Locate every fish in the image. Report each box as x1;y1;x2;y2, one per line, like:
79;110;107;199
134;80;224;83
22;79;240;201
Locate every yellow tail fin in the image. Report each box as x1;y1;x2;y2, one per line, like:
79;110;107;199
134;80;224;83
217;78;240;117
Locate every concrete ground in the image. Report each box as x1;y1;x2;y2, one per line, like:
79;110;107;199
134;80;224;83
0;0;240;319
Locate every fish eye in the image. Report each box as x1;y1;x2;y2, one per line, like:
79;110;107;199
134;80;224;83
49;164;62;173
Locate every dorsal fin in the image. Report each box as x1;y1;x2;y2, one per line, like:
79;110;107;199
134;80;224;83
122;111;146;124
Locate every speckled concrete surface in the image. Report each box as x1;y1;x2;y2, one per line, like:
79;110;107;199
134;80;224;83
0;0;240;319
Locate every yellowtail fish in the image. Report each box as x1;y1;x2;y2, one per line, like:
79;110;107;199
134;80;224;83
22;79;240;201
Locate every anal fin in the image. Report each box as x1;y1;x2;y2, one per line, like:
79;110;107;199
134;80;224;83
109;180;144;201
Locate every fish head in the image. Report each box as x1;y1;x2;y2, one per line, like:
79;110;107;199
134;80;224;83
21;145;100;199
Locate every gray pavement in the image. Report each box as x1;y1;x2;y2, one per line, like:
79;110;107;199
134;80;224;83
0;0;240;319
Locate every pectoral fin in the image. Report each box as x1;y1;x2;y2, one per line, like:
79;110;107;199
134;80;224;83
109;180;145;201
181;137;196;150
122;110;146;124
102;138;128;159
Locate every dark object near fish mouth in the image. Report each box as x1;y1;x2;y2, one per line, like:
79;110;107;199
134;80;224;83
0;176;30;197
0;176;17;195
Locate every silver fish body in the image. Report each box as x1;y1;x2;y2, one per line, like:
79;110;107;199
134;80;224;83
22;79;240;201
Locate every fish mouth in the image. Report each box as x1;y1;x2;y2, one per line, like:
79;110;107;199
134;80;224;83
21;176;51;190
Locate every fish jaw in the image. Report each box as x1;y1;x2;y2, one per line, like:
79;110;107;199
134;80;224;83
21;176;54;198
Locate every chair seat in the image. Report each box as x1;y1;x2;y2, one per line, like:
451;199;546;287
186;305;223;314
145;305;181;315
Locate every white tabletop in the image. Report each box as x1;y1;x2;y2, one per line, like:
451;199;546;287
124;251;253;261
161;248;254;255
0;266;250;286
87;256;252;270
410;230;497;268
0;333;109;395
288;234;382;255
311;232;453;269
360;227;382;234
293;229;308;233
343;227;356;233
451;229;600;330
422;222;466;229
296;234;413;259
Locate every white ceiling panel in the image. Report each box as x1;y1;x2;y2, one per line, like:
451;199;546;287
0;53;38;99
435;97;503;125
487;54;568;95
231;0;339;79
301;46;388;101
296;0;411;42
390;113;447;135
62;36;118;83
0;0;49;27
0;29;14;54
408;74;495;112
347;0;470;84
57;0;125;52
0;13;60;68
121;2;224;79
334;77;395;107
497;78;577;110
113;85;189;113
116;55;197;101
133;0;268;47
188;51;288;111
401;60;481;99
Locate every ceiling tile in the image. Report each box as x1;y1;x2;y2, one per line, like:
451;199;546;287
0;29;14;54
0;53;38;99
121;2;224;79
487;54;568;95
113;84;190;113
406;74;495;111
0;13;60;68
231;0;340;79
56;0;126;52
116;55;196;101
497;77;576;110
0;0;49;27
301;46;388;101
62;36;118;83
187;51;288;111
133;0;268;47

+===+

▶ Problem statement:
Nothing should be left out: copy the material exactly.

▶ Your solution:
Locate every fish in the image. Report each box as x1;y1;x2;y2, one per line, like:
79;110;107;199
134;80;224;83
22;79;240;201
Locate every yellow tail fin in the image. Report each box as x1;y1;x2;y2, one per line, like:
79;110;107;199
134;80;224;83
217;78;240;117
Locate every concrete ground in the image. Report each box as x1;y1;x2;y2, one per line, like:
79;110;107;199
134;80;224;83
0;0;240;319
Locate every fish eye in the image. Report each box as x1;y1;x2;y2, one per line, like:
79;110;107;199
134;80;224;83
49;164;62;173
Locate every dorsal fin in the image. Report each box as x1;y1;x2;y2, one per line, like:
79;110;107;199
134;80;224;83
122;111;146;124
Locate every speckled concrete surface in the image. Report each box as x1;y1;x2;y2, one per line, like:
79;110;107;199
134;80;224;83
0;0;240;319
Locate every yellowtail fish in the image. Report each box as x1;y1;x2;y2, one per line, like:
79;110;107;199
134;80;224;83
22;79;240;201
Locate every anal fin in the image. Report each box as x1;y1;x2;y2, one per line, like:
79;110;107;199
134;80;224;83
109;180;144;201
Locate every fish head in the image. Report each box as x1;y1;x2;y2, one per line, like:
79;110;107;199
134;80;224;83
21;145;100;199
Locate every gray pavement in the image. Report each box as x1;y1;x2;y2, one per line, like:
79;110;107;199
134;80;224;83
0;0;240;319
Locate every pectoral fin in the image. Report each box as x1;y1;x2;y2, one per line, like:
79;110;107;199
134;80;224;83
109;180;145;201
181;137;196;150
122;110;146;124
102;138;128;159
Locate every dark object near fish mouth in the image. Report each box as x1;y1;x2;y2, one per line, like:
79;110;107;199
134;80;224;83
0;176;30;197
0;176;17;195
Locate every silver fish body in the image. Report each box as x1;y1;x2;y2, one per line, like:
79;110;107;199
134;80;224;83
22;79;240;201
Locate every fish mouth in the image. Report each box as x1;y1;x2;y2, one per line, like:
79;110;107;199
134;80;224;83
21;176;51;190
Locate every fish jaw in the image. Report each box as x1;y1;x2;y2, one per line, like:
79;110;107;199
134;80;224;83
21;176;54;198
Locate every chair seat in the image. Report each box as x1;y1;x2;y2, one per line, like:
451;199;546;287
186;305;223;314
145;305;181;315
Locate every white tabletop in the image. Report each box as x1;y1;x2;y2, one per line, like:
451;199;546;287
124;251;253;261
161;248;254;255
0;266;250;286
87;256;252;270
410;230;497;268
0;333;109;395
288;234;382;255
311;232;453;269
360;227;382;234
293;229;308;233
343;227;356;233
451;229;600;330
422;222;466;229
296;234;413;259
Locate every white ceiling panel in the image. Report each box as x1;y1;x2;y2, one per line, like:
451;199;546;287
0;53;38;99
435;97;503;125
487;54;568;95
231;0;339;79
301;46;388;101
296;0;411;42
390;113;447;135
62;36;118;83
0;0;49;27
0;29;14;54
408;74;495;112
347;0;470;84
57;0;125;52
0;13;60;68
121;2;224;79
334;77;395;107
497;78;577;110
113;85;189;113
116;55;197;101
133;0;268;47
188;51;288;111
401;60;481;99
Locate every ceiling tile in the image. Report each box as x1;y1;x2;y2, one per line, like:
451;199;546;287
0;29;14;54
0;53;38;99
121;2;224;79
487;54;568;95
113;84;190;113
406;74;495;111
0;13;60;68
231;0;340;79
56;0;126;52
116;55;196;101
497;77;576;110
0;0;49;27
301;46;388;101
62;36;118;83
187;51;288;111
133;0;268;47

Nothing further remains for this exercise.